DATA SECTION →
┄┄┄┄┄┄┄┄┄┄
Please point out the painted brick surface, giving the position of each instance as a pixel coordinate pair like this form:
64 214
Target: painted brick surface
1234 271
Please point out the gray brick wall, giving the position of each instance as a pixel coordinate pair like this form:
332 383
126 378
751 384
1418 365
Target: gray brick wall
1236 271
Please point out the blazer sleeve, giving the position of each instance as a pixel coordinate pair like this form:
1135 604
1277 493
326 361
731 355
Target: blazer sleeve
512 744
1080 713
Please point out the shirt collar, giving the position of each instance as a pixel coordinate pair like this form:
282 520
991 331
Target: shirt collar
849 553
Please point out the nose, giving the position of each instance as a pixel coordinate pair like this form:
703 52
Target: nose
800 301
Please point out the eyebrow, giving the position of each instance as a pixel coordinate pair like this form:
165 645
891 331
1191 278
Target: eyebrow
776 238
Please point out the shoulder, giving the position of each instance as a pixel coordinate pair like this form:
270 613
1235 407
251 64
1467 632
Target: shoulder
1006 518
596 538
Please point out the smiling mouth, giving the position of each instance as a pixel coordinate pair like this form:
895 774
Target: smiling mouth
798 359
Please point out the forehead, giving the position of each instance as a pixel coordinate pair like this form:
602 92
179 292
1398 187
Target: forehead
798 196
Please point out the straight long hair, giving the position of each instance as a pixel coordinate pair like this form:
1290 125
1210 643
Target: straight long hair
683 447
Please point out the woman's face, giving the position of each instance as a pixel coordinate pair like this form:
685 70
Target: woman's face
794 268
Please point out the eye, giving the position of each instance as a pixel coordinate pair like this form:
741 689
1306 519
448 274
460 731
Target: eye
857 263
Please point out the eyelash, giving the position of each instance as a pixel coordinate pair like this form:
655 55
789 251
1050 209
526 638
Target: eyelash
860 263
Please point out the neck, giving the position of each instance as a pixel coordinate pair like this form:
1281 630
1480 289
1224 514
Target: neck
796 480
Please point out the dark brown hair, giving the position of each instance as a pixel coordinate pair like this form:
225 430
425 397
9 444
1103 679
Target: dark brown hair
┄┄┄┄┄┄┄┄┄┄
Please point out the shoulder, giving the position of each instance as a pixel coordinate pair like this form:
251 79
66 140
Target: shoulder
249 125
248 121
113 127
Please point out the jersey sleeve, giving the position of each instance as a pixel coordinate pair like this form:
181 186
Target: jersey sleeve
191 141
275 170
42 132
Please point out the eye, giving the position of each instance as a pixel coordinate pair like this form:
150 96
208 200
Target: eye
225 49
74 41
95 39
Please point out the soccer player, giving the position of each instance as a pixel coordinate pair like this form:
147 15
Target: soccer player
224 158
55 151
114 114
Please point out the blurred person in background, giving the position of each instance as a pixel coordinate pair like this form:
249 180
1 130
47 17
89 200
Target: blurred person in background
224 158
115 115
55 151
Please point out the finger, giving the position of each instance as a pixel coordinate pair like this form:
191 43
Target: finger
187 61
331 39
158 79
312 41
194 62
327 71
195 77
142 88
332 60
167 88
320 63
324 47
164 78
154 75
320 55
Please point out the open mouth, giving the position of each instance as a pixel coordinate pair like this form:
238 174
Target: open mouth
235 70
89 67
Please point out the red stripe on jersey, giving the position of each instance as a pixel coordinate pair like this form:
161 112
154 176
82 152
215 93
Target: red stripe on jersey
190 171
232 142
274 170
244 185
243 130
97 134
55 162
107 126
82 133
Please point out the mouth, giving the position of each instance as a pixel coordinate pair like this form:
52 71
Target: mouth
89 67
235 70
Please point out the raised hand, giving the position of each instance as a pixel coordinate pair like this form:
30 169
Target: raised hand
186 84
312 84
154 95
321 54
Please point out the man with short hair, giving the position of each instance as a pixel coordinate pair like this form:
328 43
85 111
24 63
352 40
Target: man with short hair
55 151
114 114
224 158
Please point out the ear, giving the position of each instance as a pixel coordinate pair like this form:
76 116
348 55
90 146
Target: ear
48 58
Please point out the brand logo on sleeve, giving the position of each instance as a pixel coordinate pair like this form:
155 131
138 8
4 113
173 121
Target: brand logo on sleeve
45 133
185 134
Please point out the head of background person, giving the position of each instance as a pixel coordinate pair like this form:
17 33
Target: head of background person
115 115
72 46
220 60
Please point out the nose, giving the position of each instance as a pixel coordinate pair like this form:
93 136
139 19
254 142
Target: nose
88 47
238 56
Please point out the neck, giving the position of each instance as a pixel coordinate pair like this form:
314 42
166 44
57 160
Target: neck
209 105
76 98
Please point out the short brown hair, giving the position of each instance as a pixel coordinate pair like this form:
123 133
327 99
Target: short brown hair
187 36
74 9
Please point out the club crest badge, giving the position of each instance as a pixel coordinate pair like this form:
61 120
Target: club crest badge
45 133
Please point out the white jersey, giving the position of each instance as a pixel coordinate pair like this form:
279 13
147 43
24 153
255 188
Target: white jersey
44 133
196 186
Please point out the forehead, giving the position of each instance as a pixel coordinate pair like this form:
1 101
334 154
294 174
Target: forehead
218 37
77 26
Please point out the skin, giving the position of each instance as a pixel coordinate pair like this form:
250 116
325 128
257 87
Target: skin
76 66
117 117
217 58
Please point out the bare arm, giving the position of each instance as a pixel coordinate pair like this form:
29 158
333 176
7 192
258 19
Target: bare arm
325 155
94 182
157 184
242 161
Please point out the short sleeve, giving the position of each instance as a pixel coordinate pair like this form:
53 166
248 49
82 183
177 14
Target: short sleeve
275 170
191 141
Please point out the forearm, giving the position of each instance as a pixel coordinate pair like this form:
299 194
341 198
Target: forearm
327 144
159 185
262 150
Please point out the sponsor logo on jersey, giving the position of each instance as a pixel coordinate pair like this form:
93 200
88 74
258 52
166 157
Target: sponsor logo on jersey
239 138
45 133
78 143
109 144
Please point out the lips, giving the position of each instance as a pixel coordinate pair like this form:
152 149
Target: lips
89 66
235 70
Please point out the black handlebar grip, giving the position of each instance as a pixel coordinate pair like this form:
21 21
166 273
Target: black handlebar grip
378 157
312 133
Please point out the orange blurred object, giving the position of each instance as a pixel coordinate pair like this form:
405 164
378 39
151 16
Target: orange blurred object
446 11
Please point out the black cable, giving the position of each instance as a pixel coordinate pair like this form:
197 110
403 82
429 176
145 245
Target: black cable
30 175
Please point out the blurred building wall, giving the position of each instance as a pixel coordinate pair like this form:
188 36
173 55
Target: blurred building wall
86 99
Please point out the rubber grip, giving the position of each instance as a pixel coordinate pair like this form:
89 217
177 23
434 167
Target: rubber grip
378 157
┄┄┄┄┄┄┄┄┄┄
WHAT IS EXPECTED →
Turn the data above, from the line containing "Please point out the straight" through the line containing "Target: dark brown hair" inclusive, into a numbered list, leaving out any blank lines.

FINAL ANSWER →
1. Please point out the straight long hair, giving the position of each instance as a pixel coordinate pair like this form:
2. 1290 125
3. 1210 643
4. Target: straight long hair
5. 683 447
6. Please point out the woman's face, giving the position of each instance as a pixel coordinate pair like this form:
7. 685 70
8. Target: woman's face
9. 794 268
10. Please point out the eye, giving the position of each instance as a pixel coordinate pair like this form:
11. 741 689
12. 1306 519
13. 448 274
14. 460 731
15. Target: eye
16. 857 263
17. Please point out the eyelash, giving the position of each instance as a pixel coordinate pair like this form:
18. 655 55
19. 789 251
20. 1050 209
21. 526 638
22. Target: eyelash
23. 860 263
24. Please point out the neck, giving the position of each instance as a pixel coordinate pair like this form:
25. 1281 630
26. 1480 289
27. 1224 514
28. Target: neck
29. 796 480
30. Please point out the dark brown hair, giving the position of each instance as a pixel coordinate pair like this form:
31. 225 430
32. 425 397
33. 9 444
34. 1103 679
35. Target: dark brown hair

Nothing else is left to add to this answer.